SUPPLIED TEXT
= = = =

Just another Saturday morning...

This morning in my house we're preparing for a short trip.
This morning in most houses, Saturday morning will be a ritual of cartoons, and cereal, and shuttling kids to various athletic events, and then maybe to a pool and later on to a cookout.
This morning in Texas, in the home of a dear, dear family that I love deeply, this morning undoubtedly came on the heels of another sleepless night. If there was sleep at all it is only because of the body seeking refuge from the intense pain of the past four days. This morning in Texas, my dear friends will close out one chapter in a book just beginning to be written. They will say goodbye to their son.
People use the term "closure" frequently. We strive for closure when someone has wronged us and we've wondered why for many years. Or if we were left at the altar. Or if our spouse divorced us for no good reason. Or if our luck runs bad, or our lives take a turn.
We seek closure when we lose a child. But this, as my dear friends will discover, is not possible.
Today is a hard day for them, but the hardest day will be tomorrow. And then even harder will be Monday, then Tuesday...

= = = =

COLLECTED DATA
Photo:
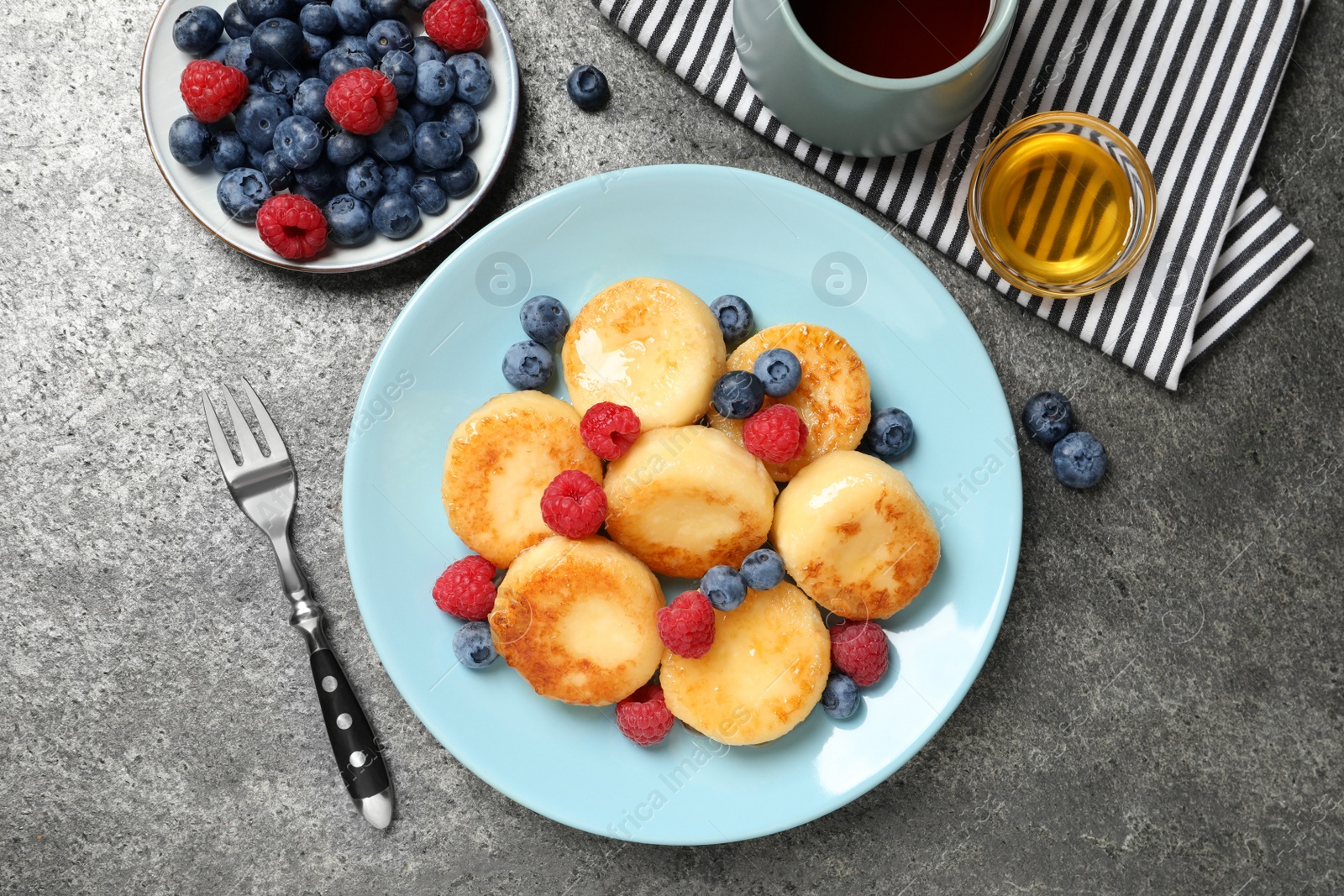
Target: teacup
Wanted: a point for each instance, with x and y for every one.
(847, 110)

= = = =

TASK LIST
a. List every day of the week named in the Saturday-morning text.
b. Write out the passage of the Saturday-morning text that begins with the words containing "People use the" and ends with "take a turn.".
c. In the Saturday-morning text, what will the friends in Texas do this morning?

EXPECTED ANSWERS
a. Saturday, Monday, Tuesday

b.
People use the term "closure" frequently. We strive for closure when someone has wronged us and we've wondered why for many years. Or if we were left at the altar. Or if our spouse divorced us for no good reason. Or if our luck runs bad, or our lives take a turn.

c. They will say goodbye to their son.